(Work task): Give a single number in reply. It is the count of lines below that contain the string "deep".

::: Data section :::

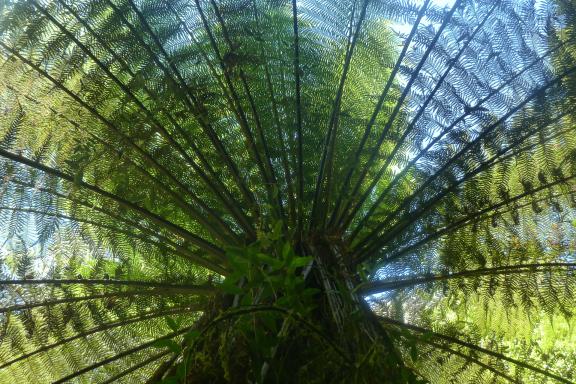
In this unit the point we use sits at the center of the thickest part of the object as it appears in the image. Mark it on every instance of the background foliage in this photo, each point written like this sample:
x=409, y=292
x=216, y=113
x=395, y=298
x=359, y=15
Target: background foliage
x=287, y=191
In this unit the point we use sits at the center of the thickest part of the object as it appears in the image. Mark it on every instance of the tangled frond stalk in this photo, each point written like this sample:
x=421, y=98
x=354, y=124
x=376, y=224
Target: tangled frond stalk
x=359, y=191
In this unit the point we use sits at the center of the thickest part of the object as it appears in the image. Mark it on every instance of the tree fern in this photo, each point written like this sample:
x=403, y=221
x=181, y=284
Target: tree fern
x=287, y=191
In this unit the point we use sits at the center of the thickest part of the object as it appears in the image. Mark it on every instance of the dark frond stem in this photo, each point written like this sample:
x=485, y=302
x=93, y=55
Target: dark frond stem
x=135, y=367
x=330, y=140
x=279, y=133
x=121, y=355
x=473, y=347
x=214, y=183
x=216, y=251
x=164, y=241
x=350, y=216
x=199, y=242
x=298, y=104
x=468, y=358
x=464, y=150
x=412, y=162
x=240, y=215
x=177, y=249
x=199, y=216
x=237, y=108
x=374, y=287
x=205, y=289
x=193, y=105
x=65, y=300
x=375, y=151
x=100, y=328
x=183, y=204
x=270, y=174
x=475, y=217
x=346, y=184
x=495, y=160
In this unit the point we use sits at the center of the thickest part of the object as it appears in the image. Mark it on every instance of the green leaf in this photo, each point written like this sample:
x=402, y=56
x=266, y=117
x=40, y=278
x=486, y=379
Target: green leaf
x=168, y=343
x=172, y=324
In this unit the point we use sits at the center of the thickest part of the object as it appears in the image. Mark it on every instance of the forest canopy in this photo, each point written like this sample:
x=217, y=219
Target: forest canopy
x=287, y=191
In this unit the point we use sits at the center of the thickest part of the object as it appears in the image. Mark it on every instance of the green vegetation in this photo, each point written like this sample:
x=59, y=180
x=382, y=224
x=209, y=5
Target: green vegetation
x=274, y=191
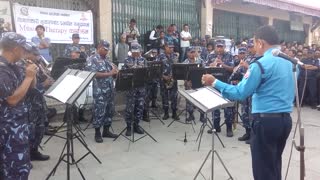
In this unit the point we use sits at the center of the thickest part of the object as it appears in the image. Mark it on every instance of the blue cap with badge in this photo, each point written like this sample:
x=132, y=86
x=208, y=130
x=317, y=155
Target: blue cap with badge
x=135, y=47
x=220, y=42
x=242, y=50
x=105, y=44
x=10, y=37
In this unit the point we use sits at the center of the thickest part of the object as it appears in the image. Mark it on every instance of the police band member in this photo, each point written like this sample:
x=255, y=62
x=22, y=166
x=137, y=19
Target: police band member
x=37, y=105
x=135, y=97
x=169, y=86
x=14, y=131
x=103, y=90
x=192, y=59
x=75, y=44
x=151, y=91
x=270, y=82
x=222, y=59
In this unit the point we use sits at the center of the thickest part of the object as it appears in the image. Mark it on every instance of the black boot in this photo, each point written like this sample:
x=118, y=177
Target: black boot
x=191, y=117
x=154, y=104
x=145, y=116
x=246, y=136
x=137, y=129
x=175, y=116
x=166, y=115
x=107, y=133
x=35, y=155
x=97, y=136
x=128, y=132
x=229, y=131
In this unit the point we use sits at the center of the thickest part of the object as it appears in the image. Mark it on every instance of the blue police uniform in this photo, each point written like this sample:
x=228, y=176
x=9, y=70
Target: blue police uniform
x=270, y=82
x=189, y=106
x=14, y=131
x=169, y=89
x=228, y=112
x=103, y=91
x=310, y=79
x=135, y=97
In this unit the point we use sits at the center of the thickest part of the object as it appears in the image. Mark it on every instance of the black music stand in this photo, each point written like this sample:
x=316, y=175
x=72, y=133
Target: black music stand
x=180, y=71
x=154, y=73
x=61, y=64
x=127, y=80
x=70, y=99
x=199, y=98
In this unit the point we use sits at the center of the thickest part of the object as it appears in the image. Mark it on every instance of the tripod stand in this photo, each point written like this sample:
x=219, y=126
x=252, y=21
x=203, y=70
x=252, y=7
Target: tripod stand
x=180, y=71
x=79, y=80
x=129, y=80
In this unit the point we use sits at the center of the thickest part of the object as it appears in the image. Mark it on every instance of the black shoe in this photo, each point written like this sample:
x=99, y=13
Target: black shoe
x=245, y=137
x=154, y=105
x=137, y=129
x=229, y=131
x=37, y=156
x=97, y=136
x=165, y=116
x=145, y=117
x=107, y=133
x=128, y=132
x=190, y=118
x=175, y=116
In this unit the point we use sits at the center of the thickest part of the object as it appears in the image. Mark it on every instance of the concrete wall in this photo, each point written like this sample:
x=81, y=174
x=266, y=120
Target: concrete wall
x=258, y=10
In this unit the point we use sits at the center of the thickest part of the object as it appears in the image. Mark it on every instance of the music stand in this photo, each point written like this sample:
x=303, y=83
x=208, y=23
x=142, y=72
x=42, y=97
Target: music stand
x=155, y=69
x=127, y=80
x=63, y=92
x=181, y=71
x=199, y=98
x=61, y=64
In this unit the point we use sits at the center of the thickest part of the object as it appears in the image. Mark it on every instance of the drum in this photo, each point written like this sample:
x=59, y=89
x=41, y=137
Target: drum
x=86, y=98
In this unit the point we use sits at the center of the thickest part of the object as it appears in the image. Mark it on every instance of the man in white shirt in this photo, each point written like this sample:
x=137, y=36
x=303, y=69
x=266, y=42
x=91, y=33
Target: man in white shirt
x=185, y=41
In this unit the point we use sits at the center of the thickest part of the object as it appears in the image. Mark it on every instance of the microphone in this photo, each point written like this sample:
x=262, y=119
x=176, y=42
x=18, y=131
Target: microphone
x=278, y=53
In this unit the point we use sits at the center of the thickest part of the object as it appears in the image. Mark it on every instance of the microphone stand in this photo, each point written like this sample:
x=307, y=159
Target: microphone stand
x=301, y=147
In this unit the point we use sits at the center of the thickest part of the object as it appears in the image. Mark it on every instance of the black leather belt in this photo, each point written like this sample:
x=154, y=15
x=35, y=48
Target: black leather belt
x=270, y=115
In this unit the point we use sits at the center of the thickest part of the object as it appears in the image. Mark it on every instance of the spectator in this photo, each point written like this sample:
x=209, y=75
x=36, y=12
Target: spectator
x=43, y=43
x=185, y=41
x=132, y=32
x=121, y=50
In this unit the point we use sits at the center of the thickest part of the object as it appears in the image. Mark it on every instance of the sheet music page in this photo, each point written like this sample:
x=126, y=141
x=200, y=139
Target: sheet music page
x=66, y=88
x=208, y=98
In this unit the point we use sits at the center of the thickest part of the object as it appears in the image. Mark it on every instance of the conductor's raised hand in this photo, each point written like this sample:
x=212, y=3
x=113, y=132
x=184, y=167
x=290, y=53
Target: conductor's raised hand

:::
::: Data section :::

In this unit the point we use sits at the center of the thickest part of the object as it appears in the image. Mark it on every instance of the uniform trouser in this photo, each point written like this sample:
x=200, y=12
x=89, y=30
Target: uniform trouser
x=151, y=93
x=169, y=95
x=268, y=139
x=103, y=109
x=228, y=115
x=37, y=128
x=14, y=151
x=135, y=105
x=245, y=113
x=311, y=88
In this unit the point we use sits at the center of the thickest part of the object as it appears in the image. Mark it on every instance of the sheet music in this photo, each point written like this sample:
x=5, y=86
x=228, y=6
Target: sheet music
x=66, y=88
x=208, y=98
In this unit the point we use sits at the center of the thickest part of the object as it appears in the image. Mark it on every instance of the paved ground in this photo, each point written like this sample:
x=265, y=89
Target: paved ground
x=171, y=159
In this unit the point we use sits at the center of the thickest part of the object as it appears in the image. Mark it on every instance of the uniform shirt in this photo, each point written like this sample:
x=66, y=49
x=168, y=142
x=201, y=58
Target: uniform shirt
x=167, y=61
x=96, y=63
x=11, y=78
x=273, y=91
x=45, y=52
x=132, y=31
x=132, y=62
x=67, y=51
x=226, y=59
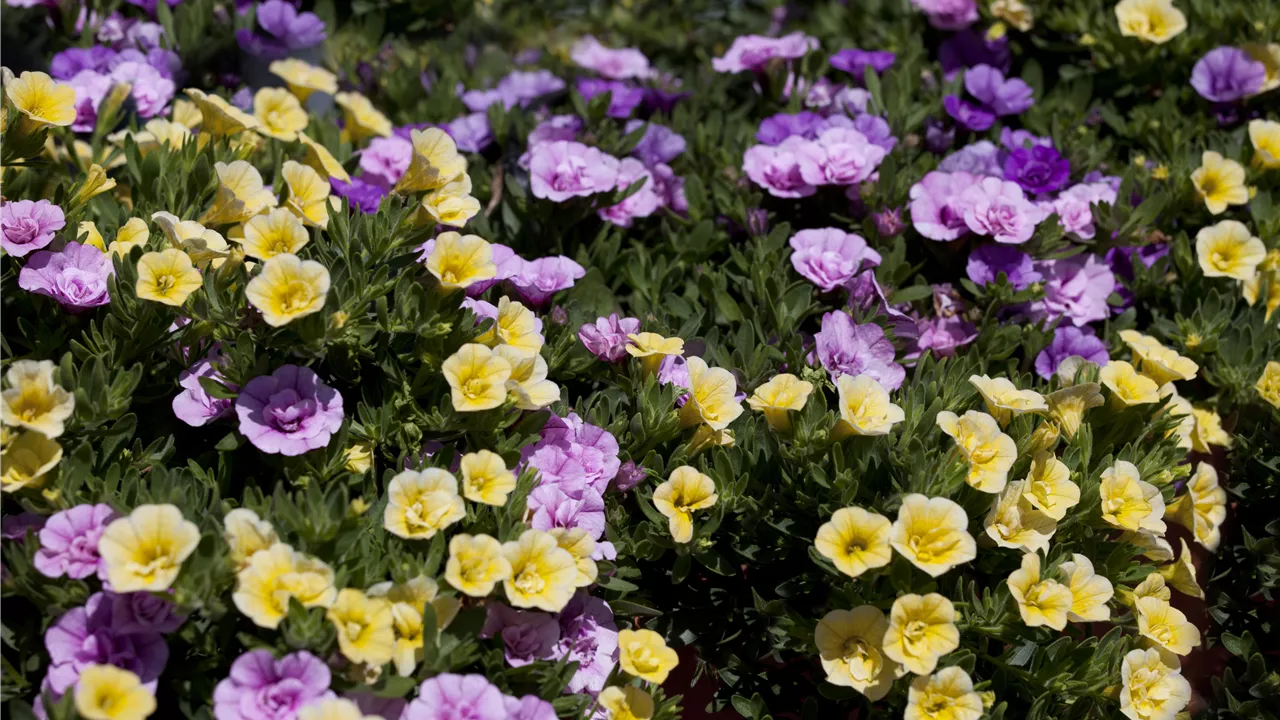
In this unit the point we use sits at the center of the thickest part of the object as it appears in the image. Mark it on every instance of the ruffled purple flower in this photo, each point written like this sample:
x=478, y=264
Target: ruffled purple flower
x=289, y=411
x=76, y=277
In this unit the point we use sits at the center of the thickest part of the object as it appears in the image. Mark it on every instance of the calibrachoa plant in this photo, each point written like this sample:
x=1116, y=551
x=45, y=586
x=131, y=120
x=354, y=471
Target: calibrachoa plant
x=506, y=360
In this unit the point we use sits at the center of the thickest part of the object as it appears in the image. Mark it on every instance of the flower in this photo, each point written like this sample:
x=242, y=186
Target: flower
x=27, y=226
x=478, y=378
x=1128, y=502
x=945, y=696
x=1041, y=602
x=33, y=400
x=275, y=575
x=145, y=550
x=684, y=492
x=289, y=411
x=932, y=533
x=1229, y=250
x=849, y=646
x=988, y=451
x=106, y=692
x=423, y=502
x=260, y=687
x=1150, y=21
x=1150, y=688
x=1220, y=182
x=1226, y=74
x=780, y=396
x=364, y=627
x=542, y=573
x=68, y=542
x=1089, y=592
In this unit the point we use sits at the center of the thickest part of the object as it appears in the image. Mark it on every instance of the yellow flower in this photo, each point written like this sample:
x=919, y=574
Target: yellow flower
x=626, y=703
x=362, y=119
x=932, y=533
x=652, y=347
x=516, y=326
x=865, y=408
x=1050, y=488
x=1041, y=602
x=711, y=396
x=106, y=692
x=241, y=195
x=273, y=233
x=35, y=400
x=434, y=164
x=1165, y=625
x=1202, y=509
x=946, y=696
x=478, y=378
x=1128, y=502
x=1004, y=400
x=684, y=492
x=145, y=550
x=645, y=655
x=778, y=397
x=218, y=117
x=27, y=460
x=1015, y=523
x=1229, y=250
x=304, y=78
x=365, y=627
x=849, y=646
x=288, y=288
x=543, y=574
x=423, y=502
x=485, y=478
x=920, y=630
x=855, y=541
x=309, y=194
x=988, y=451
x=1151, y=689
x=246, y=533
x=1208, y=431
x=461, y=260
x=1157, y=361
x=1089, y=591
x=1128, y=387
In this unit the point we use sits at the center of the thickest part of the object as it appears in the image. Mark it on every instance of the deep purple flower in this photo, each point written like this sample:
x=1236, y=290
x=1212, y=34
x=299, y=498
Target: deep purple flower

:::
::: Data section :::

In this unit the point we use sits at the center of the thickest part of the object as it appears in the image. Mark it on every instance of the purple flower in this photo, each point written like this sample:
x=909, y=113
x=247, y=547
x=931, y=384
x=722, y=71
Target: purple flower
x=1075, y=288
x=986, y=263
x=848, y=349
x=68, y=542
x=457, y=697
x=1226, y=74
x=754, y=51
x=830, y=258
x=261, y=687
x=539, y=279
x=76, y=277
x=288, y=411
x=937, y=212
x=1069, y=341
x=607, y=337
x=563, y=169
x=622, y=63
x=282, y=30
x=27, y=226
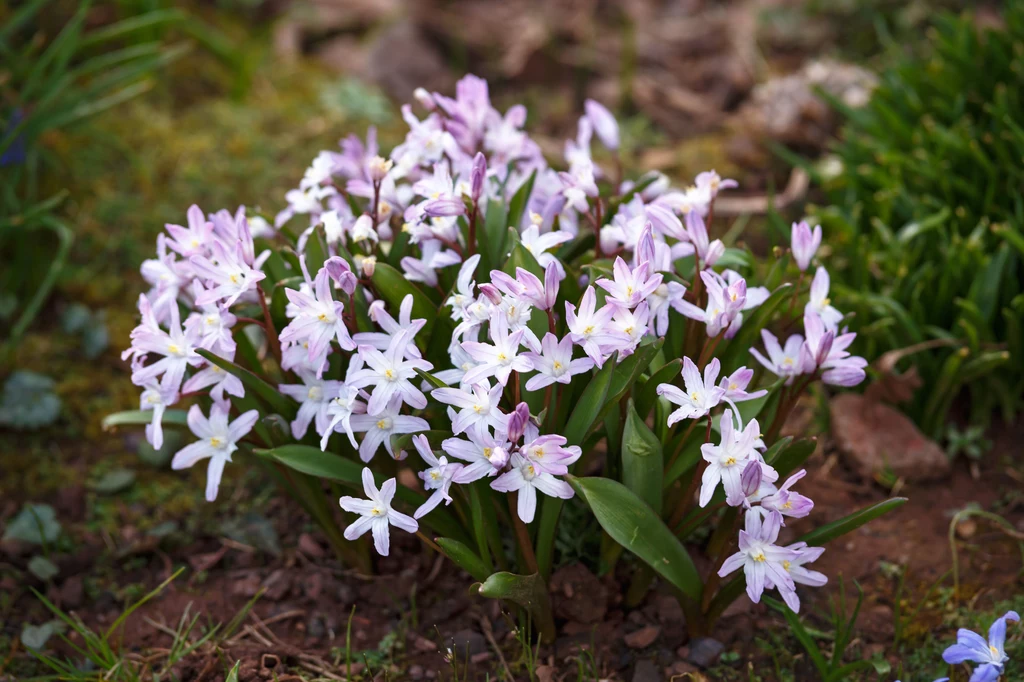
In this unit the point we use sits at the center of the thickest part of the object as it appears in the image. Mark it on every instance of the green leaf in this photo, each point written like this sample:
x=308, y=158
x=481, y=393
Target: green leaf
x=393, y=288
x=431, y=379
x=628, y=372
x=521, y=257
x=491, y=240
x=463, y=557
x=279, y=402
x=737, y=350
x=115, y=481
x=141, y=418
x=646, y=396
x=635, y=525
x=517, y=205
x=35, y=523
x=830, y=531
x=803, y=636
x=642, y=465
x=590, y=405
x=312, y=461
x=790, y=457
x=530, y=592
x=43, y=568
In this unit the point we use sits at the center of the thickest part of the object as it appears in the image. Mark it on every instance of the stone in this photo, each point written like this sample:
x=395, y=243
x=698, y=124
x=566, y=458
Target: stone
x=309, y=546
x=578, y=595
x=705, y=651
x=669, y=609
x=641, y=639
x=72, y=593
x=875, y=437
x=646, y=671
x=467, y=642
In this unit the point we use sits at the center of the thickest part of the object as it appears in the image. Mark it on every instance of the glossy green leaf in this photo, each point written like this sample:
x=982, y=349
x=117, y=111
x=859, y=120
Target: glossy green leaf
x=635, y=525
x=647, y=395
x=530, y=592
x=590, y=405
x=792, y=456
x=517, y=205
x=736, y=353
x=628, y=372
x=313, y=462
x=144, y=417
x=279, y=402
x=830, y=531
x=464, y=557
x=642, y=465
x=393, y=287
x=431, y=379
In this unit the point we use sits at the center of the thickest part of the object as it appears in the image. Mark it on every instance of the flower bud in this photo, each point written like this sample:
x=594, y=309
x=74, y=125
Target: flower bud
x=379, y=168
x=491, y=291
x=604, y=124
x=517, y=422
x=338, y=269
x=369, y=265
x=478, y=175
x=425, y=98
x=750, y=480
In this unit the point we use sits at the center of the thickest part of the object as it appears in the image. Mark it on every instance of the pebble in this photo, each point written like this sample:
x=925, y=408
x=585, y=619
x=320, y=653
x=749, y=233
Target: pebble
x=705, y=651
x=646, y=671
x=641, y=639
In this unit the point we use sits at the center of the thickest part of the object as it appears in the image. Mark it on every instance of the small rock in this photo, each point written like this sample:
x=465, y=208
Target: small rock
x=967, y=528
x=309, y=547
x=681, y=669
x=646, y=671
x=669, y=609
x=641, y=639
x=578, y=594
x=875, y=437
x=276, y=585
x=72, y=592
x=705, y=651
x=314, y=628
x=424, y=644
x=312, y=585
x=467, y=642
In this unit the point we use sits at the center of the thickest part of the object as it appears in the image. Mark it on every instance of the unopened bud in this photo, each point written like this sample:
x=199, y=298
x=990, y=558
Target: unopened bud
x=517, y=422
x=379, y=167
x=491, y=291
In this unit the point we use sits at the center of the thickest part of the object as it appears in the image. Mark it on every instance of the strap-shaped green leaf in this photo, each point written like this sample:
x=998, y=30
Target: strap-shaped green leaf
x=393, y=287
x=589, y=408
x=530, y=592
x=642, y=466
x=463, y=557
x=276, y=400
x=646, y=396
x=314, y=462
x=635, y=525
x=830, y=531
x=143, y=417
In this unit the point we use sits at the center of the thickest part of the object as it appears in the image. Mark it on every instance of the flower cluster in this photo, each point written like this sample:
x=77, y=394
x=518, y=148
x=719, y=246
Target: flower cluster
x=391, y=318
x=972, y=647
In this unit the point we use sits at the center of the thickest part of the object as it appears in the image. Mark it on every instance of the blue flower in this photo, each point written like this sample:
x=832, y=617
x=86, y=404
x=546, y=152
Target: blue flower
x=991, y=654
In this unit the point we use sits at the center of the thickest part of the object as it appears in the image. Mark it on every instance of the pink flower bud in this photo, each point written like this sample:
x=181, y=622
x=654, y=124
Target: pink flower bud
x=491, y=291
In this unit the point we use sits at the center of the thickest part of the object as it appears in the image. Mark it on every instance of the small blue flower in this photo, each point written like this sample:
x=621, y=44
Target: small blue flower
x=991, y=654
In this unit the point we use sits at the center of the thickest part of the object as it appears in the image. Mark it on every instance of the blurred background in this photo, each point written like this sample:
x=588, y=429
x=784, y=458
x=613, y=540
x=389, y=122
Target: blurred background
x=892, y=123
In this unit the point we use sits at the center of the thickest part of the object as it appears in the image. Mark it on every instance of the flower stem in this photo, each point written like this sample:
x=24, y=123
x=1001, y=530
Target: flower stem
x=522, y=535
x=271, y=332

:::

(Exercise result): 2